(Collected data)
○ ○ ○ ○ ○
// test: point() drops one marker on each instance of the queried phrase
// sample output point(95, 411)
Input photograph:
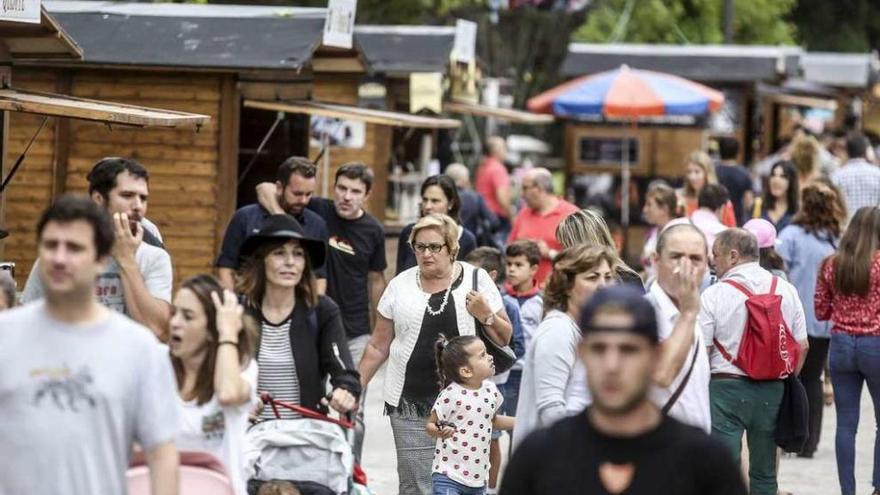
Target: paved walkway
point(817, 476)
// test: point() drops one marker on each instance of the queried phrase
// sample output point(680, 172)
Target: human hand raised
point(341, 400)
point(687, 283)
point(228, 315)
point(128, 237)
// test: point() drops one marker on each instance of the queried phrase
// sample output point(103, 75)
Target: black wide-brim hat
point(285, 228)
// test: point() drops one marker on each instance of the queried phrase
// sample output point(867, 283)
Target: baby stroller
point(200, 472)
point(314, 452)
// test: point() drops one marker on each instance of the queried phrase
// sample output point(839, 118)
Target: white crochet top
point(404, 304)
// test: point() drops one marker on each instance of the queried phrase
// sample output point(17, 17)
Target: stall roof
point(506, 114)
point(382, 117)
point(398, 50)
point(38, 41)
point(49, 104)
point(191, 35)
point(852, 70)
point(706, 63)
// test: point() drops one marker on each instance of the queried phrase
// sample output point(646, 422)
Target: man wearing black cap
point(622, 443)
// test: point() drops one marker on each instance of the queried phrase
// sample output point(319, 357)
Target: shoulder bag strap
point(678, 391)
point(738, 286)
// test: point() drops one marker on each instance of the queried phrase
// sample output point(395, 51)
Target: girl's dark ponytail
point(450, 356)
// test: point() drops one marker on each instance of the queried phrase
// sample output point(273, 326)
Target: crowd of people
point(610, 378)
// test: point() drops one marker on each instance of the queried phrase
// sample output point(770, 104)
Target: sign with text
point(339, 24)
point(20, 11)
point(425, 91)
point(464, 49)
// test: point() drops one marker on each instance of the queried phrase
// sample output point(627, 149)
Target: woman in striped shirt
point(301, 337)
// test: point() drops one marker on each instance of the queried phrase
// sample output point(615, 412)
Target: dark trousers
point(811, 377)
point(742, 405)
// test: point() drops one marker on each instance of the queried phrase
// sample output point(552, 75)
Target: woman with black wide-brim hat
point(301, 337)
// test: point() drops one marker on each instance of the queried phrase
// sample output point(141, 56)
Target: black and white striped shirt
point(278, 369)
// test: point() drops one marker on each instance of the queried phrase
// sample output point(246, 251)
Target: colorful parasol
point(627, 92)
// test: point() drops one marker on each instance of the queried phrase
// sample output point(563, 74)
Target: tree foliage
point(841, 25)
point(687, 22)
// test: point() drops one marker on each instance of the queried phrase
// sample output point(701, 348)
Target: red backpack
point(767, 350)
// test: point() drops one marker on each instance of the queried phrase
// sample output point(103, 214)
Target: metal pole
point(728, 21)
point(325, 169)
point(625, 177)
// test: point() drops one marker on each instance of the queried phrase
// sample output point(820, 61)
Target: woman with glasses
point(432, 298)
point(439, 195)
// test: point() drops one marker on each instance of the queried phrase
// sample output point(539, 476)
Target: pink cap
point(763, 230)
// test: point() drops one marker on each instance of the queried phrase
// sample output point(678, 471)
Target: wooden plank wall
point(31, 189)
point(183, 164)
point(342, 89)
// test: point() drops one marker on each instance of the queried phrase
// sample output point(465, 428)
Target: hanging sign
point(425, 91)
point(464, 48)
point(20, 11)
point(339, 23)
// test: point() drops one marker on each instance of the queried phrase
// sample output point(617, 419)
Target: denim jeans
point(442, 485)
point(853, 360)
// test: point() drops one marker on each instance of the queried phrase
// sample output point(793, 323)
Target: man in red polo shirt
point(539, 219)
point(493, 182)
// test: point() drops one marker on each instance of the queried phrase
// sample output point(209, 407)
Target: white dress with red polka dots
point(464, 458)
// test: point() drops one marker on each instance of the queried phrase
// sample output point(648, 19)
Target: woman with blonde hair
point(804, 155)
point(587, 228)
point(212, 349)
point(553, 381)
point(699, 171)
point(437, 296)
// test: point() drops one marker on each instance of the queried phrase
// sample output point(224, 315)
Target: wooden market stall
point(225, 61)
point(35, 173)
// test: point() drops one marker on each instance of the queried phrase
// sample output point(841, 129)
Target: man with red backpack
point(754, 325)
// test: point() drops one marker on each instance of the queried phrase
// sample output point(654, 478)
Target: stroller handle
point(266, 397)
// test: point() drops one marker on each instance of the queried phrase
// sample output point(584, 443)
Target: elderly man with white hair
point(7, 290)
point(544, 211)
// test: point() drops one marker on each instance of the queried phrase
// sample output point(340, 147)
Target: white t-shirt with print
point(464, 457)
point(220, 430)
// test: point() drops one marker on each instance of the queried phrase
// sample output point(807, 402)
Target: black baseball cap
point(629, 299)
point(285, 227)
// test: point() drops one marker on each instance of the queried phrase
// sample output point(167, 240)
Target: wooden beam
point(381, 117)
point(227, 165)
point(101, 111)
point(61, 155)
point(506, 114)
point(348, 64)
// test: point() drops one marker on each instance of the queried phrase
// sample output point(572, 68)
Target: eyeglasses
point(421, 247)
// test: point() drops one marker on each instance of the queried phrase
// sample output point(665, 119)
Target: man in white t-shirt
point(738, 403)
point(681, 261)
point(80, 384)
point(138, 279)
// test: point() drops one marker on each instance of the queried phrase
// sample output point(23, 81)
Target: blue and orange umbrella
point(628, 93)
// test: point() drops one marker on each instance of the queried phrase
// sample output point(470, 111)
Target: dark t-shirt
point(406, 258)
point(737, 181)
point(355, 248)
point(249, 220)
point(673, 459)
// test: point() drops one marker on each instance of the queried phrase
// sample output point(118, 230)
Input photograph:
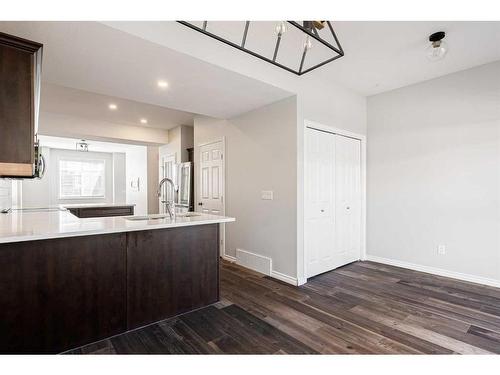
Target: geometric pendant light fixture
point(296, 46)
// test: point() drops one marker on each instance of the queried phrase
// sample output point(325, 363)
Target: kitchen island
point(67, 281)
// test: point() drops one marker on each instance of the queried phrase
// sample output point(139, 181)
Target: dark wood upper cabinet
point(20, 68)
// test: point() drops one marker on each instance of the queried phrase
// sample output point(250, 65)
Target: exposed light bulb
point(162, 84)
point(308, 43)
point(438, 48)
point(281, 28)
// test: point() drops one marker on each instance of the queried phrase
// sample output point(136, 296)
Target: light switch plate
point(442, 250)
point(267, 195)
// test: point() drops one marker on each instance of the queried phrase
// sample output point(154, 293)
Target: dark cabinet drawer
point(171, 271)
point(20, 65)
point(61, 293)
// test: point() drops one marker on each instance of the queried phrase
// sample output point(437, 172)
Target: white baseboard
point(254, 261)
point(261, 264)
point(435, 271)
point(285, 278)
point(229, 258)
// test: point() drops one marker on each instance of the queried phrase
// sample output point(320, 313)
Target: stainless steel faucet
point(169, 204)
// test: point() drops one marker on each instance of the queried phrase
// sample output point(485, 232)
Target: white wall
point(60, 125)
point(434, 173)
point(5, 194)
point(153, 178)
point(136, 168)
point(261, 149)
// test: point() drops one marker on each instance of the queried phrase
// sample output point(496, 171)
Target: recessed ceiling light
point(162, 84)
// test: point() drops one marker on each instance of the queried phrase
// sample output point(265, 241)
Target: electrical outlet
point(267, 195)
point(442, 250)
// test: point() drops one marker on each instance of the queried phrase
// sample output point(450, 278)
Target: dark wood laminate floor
point(364, 308)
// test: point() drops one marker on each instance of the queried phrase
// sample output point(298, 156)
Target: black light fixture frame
point(309, 31)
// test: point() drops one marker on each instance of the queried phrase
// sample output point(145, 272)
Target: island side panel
point(171, 271)
point(61, 293)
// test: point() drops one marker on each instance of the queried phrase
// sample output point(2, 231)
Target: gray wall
point(434, 173)
point(261, 154)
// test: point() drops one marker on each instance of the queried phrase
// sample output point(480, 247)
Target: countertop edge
point(37, 237)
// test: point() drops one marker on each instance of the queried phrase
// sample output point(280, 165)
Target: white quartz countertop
point(18, 226)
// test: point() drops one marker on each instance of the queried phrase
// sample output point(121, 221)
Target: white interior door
point(211, 184)
point(347, 199)
point(319, 210)
point(332, 228)
point(211, 187)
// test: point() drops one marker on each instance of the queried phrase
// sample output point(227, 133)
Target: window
point(81, 179)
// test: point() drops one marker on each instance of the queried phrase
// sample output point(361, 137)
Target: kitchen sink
point(147, 217)
point(188, 214)
point(160, 216)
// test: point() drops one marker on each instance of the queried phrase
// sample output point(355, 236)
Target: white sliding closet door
point(332, 201)
point(319, 210)
point(347, 199)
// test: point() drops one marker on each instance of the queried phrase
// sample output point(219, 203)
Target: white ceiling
point(97, 146)
point(93, 57)
point(379, 56)
point(73, 102)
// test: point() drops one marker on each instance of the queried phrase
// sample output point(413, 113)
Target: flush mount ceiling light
point(438, 47)
point(162, 84)
point(296, 46)
point(82, 146)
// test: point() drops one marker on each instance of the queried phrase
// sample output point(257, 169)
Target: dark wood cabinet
point(61, 293)
point(170, 272)
point(58, 294)
point(83, 212)
point(20, 65)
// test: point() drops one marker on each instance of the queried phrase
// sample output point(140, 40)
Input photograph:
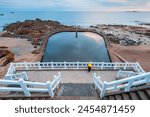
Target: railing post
point(13, 68)
point(39, 66)
point(52, 65)
point(27, 68)
point(127, 89)
point(102, 66)
point(65, 65)
point(95, 81)
point(115, 65)
point(7, 77)
point(24, 88)
point(118, 74)
point(103, 89)
point(50, 90)
point(77, 64)
point(125, 67)
point(25, 75)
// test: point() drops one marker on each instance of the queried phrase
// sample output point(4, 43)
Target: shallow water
point(66, 47)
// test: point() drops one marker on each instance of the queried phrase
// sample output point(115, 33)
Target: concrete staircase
point(136, 93)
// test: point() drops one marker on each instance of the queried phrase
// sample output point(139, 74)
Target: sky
point(75, 5)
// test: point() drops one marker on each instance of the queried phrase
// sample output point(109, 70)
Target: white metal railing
point(75, 65)
point(124, 74)
point(16, 76)
point(125, 84)
point(28, 87)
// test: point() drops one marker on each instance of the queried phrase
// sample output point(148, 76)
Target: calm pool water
point(66, 47)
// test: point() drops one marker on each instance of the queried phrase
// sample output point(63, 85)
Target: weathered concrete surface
point(70, 76)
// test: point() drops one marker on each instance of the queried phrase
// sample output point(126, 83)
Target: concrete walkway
point(70, 76)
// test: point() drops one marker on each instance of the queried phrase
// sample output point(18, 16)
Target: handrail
point(27, 86)
point(125, 84)
point(16, 76)
point(124, 74)
point(74, 65)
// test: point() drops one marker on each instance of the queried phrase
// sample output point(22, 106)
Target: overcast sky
point(75, 5)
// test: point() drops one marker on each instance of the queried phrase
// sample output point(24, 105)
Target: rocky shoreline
point(121, 39)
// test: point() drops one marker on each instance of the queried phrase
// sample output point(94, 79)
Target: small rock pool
point(65, 46)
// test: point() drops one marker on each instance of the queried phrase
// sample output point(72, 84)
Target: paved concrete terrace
point(70, 76)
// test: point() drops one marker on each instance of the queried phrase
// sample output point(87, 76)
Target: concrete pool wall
point(101, 36)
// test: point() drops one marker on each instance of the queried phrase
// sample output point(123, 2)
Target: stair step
point(111, 98)
point(77, 89)
point(148, 93)
point(106, 98)
point(126, 96)
point(118, 97)
point(142, 95)
point(134, 96)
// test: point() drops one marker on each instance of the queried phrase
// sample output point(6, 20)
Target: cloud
point(76, 5)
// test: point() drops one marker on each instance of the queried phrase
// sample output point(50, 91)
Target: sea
point(82, 18)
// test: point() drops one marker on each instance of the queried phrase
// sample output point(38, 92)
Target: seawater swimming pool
point(65, 46)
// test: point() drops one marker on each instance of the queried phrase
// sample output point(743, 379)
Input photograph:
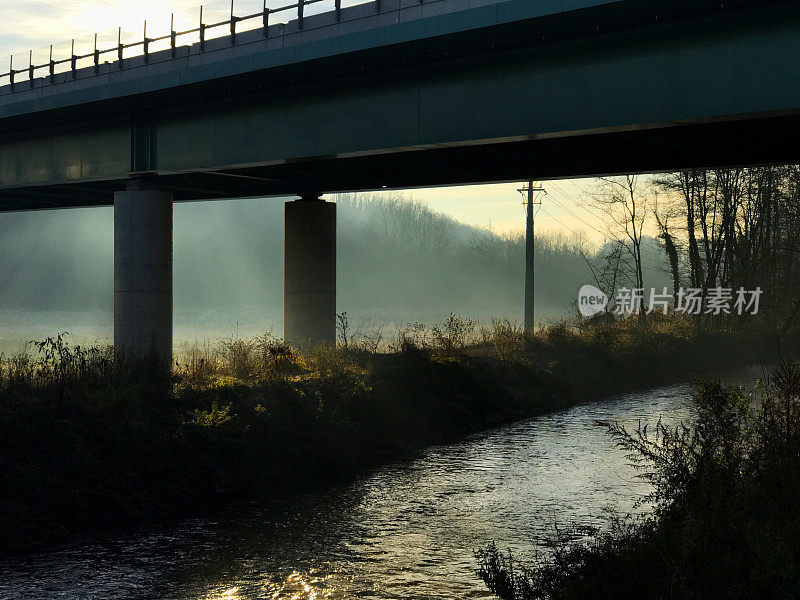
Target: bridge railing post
point(74, 61)
point(233, 26)
point(146, 44)
point(202, 31)
point(120, 47)
point(300, 14)
point(172, 34)
point(96, 56)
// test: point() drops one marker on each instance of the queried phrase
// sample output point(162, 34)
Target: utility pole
point(529, 202)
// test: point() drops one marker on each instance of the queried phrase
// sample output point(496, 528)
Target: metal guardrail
point(122, 51)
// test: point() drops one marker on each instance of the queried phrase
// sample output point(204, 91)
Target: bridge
point(380, 95)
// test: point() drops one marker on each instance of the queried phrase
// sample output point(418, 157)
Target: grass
point(726, 518)
point(91, 441)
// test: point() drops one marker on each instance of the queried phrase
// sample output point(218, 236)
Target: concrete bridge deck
point(395, 95)
point(441, 93)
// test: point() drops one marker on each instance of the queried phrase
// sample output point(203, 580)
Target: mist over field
point(398, 262)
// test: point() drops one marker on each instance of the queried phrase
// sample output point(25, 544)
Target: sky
point(35, 24)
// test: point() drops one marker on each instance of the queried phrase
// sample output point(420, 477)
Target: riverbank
point(89, 444)
point(726, 497)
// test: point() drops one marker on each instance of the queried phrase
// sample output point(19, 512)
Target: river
point(405, 530)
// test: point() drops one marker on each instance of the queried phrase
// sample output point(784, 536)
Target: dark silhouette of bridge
point(385, 94)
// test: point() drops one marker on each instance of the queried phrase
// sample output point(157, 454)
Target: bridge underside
point(637, 86)
point(764, 140)
point(627, 87)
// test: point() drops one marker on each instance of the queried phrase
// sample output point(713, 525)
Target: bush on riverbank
point(726, 519)
point(90, 441)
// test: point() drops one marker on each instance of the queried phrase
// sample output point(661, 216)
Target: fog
point(398, 262)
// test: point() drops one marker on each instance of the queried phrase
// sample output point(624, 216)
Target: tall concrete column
point(143, 269)
point(309, 306)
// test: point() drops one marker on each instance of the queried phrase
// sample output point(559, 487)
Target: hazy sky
point(33, 24)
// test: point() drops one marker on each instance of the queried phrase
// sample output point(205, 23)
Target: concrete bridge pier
point(143, 269)
point(309, 307)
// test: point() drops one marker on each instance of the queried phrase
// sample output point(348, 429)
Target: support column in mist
point(309, 304)
point(143, 269)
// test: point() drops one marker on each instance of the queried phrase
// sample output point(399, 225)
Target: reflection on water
point(407, 530)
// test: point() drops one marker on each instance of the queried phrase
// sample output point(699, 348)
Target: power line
point(656, 268)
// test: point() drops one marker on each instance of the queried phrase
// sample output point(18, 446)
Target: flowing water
point(406, 530)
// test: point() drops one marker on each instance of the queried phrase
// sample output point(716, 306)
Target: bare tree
point(624, 202)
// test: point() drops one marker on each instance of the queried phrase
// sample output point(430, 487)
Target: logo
point(591, 300)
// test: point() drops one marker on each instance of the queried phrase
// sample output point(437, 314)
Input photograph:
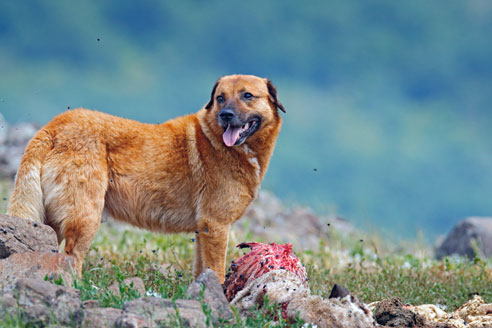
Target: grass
point(369, 267)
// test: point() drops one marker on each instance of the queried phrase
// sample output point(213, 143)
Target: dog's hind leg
point(211, 249)
point(74, 187)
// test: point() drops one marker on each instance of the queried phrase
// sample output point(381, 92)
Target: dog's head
point(241, 107)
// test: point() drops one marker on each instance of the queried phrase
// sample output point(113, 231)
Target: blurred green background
point(389, 118)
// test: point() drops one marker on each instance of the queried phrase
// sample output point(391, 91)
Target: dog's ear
point(212, 96)
point(272, 91)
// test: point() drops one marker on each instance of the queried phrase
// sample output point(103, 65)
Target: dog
point(195, 173)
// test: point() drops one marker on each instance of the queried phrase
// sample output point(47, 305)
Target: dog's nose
point(227, 114)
○ ○ ○ ○ ○
_Your instructions_
Which lines above contain the word "door"? Show each of them in full.

_Finished answer_
Target: white interior door
Target: white sliding closet door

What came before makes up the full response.